» **Challenge**: Update the rows from the line containing "One marker per instance of the great" through the line containing "[(81, 138)]" by replacing "great blue heron" with "gray heron", and give back only those lines with everything else unchanged.

» **Records supplied**:
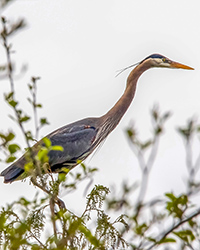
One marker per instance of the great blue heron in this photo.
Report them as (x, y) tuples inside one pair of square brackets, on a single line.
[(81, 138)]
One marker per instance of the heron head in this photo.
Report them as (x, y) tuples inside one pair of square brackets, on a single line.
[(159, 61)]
---
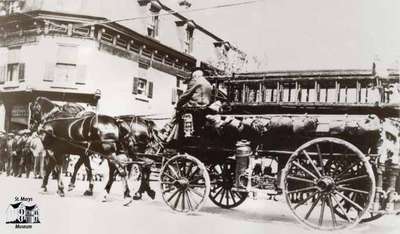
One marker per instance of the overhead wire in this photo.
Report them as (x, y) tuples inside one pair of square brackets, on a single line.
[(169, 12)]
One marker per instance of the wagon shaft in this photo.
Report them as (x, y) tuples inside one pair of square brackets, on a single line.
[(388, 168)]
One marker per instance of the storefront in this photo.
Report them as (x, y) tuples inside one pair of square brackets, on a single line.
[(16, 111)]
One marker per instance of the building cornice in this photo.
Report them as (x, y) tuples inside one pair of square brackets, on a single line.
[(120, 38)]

» **Problem solution**:
One marker per instance of the gray heron in this photo.
Report them as (x, y) tuples inside one pair of square brackets, on a single line.
[(81, 138)]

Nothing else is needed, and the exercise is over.